╔══

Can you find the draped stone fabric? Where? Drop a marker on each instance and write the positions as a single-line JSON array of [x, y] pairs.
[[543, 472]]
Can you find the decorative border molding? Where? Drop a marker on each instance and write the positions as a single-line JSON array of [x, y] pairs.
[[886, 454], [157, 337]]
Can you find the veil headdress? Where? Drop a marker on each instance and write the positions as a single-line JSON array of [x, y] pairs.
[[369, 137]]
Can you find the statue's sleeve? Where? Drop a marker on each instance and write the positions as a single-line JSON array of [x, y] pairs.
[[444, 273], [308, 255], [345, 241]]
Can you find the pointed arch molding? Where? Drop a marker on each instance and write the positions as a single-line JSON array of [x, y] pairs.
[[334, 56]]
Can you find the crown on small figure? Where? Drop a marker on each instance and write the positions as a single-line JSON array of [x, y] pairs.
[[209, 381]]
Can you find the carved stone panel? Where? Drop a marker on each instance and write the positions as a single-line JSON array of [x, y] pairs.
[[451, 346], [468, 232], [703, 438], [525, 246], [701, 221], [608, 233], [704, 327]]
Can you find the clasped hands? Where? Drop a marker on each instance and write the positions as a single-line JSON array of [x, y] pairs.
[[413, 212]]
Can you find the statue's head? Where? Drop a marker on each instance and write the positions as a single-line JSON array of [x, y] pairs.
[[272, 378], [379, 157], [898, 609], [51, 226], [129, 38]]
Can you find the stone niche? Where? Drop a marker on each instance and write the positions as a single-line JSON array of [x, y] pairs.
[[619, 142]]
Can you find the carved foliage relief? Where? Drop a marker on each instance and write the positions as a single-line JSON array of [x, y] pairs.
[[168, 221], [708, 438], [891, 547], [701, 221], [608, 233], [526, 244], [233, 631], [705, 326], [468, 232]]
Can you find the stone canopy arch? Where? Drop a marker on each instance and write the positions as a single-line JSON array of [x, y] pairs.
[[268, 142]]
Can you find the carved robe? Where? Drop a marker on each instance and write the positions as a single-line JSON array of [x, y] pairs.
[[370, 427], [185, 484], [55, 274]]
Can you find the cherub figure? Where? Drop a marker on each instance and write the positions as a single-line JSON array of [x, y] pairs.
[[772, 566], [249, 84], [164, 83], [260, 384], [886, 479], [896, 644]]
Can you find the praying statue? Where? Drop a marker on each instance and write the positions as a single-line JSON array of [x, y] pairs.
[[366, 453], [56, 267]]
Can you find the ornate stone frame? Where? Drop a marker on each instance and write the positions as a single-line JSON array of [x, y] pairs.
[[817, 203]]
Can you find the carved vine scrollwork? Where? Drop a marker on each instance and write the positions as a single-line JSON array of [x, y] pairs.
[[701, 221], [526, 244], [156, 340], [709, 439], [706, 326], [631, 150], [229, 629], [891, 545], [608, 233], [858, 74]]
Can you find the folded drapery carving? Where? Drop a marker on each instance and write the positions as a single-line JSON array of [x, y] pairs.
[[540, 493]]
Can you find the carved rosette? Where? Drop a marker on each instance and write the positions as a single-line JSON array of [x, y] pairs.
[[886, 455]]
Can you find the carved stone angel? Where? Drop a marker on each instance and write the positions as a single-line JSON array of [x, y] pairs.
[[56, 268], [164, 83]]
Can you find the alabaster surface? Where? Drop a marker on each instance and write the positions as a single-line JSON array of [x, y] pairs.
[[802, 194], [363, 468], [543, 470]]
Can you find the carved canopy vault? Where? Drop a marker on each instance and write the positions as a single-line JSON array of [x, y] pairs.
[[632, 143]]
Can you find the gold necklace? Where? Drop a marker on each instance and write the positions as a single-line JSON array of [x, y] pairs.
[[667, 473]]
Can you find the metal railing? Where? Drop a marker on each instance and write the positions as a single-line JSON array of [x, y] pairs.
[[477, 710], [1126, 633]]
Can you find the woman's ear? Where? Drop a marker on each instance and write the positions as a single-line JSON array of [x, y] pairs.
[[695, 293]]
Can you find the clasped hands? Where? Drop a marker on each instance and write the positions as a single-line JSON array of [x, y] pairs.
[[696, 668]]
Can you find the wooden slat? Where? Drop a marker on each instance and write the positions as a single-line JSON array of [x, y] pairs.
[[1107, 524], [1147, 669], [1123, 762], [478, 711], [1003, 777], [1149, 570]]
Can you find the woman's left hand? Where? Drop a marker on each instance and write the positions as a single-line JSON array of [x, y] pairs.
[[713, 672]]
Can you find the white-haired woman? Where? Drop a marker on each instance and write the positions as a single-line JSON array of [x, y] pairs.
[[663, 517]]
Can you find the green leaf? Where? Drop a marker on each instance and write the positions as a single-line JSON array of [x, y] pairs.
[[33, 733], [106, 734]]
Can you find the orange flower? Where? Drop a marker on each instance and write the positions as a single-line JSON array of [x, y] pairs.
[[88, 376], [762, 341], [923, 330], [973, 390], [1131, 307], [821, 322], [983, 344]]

╚══

CONSIGNE
Reprenez les lignes de tous les enregistrements dans un tableau Markdown à deux colonnes : « N° » pour le numéro de ligne et « Ligne » pour son texte, sans les lignes vides.

RÉSULTAT
| N° | Ligne |
|---|---|
| 1 | Can you find the draped stone fabric? Where? Drop a marker on each instance and write the positions as a single-line JSON array of [x, y] pairs. |
| 2 | [[543, 472]] |
| 3 | Can you find the decorative border molding? Where? Drop a marker on each instance and write the positions as a single-line JSON array of [x, y] pairs. |
| 4 | [[886, 454], [157, 337]] |
| 5 | Can you find the veil headdress? Where? Drop a marker on each instance and write the positions as a single-line JSON array of [x, y] pairs. |
| 6 | [[369, 137]] |
| 7 | Can you find the statue's sleeve? Where? Drop a marker on each instance and write the positions as a single-line JSON array of [x, y] pairs. |
| 8 | [[444, 273], [308, 255], [345, 241]] |
| 9 | Can you find the pointed arch molding? Where? Drop a marker on each instance and write the positions as a single-line JSON array of [x, y] pairs. |
| 10 | [[334, 56]] |
| 11 | Can you find the crown on small figure? Where? Drop a marker on each instance and write the positions as a single-line JSON array of [x, y] pairs. |
| 12 | [[209, 381]] |
| 13 | Can you find the carved stone panel? Where? Drop a marker on each instance and write the positions as a single-line JSON array of [x, y] pairs. |
| 14 | [[451, 346], [468, 232], [703, 438], [525, 246], [701, 221], [608, 233], [704, 327]] |
| 15 | Can you find the clasped hands? Where? Drop a marker on each instance and write the positions as a single-line JSON array of [x, y] pairs. |
| 16 | [[413, 212]] |
| 17 | Can you find the statue's head? Where? Drop a marker on each instance and write the positions as a single-line JSON array of [x, y] pairs. |
| 18 | [[272, 378], [379, 157], [898, 609], [51, 226], [129, 38]] |
| 19 | Can you find the stone niche? Where? Drop a marker on each instance and write the positions as a single-line JSON array of [x, y] pairs. |
| 20 | [[619, 142]] |
| 21 | Can you find the carved foliage relief? Where? Drop a marker on each instance and write the positions as a single-line JSON array of [x, y] pairs. |
| 22 | [[168, 221], [708, 438], [891, 547], [701, 221], [608, 233], [526, 244], [233, 631], [705, 326], [468, 232]] |
| 23 | Can you find the stone canopy arch? Where? Drop a marker on each instance and write the positions as a single-line JSON array of [x, y] pairs. |
| 24 | [[268, 142]] |
| 25 | Can you find the carved robe? Where? Drop a marker on each instance and write the positions as a single-line JSON array of [x, y] pairs. |
| 26 | [[370, 427], [185, 484], [55, 274]] |
| 27 | Can you find the cherub figure? Where? Drop a marker on each instance and write the positions as a single-line JSON array of [x, y] pairs. |
| 28 | [[772, 566], [249, 84], [164, 83], [260, 384], [886, 479], [896, 644]] |
| 29 | Can you find the praying statue? Where? Drop a marker on each instance and write the positions as a single-line JSON array of [x, y] pairs. |
| 30 | [[366, 453], [56, 267]] |
| 31 | Can you find the ornate stone frame? Where? Drop a marker on each instance and write the positions as a single-line JSON array of [x, y] pairs. |
| 32 | [[817, 203]] |
| 33 | Can you find the carved vine scrollwork? Where? Drop a marker on each instance and write the positions as a single-line JSON array of [x, y] pairs. |
| 34 | [[701, 221], [526, 244], [156, 340], [709, 439], [706, 326], [631, 150], [229, 629], [891, 545], [608, 233], [858, 74]] |
| 35 | Can you find the folded drapery carving? Where? Drop a marker on each instance and write the positions as a single-line JSON array of [x, y] pairs. |
| 36 | [[540, 493]] |
| 37 | Can you find the carved rosette? Where? Drop a marker on each instance and write the positions as a single-line JSON array of [x, y] pairs. |
| 38 | [[886, 455]] |
| 39 | Can you find the carved stone angel? Where? Drop a marker on each instance and write the positions as a single-line JSON array of [x, y] pairs. |
| 40 | [[56, 268], [164, 83]] |
| 41 | Can you find the alabaster surface? Where? Drop a marker on each instance and write the positions as a single-line JSON array of [x, y] pairs. |
| 42 | [[802, 194], [363, 468], [543, 470]] |
| 43 | Can you find the carved canopy vault? Where? Drop a marker on each instance and write the positions as a single-line JSON array of [x, y] pairs. |
| 44 | [[632, 143]] |
| 45 | Can you find the gold necklace? Where? Drop a marker on each instance and write the positions as a single-line JSON array of [x, y] pairs. |
| 46 | [[667, 473]] |
| 47 | Can you find the metal railing? Where? Drop a marker on each instance and write the positions as a single-line JSON array of [x, y] pairs. |
| 48 | [[477, 710], [1126, 633]] |
| 49 | Can you find the woman's ear? Where? Drop a marker on each instance and write the positions as a single-line JSON array of [x, y] pairs. |
| 50 | [[695, 293]] |
| 51 | Can you find the clasped hands? Where? Drop a marker on each instance and write the positions as a single-line JSON array of [x, y] pairs. |
| 52 | [[696, 668]] |
| 53 | Can you find the wooden slat? Where? Drop a marker on each instance and write the positions as a single-line JSON array of [x, y] pairs. |
| 54 | [[1107, 524], [1147, 669], [1123, 762], [478, 711], [1003, 777], [1149, 570]] |
| 55 | Can you find the woman's left hand? Where? Drop a marker on each instance and write the positions as a single-line JSON array of [x, y] pairs. |
| 56 | [[713, 672]] |
| 57 | Can you find the white-haired woman? Where? Drop a marker on each instance and write the positions as a single-line JSON array of [x, y] pairs. |
| 58 | [[663, 517]] |
| 59 | Can you find the green leaf? Where? Drop a marker on each instance and write the positions as a single-line JSON array of [x, y] pairs. |
| 60 | [[33, 733], [106, 734]] |
| 61 | Can you find the orange flower? Where? Drop a marker on each instance and write the positions as a single-line JSON array of [x, y] pairs. |
| 62 | [[88, 376], [762, 341], [923, 330], [973, 390], [1131, 307], [821, 322], [983, 344]] |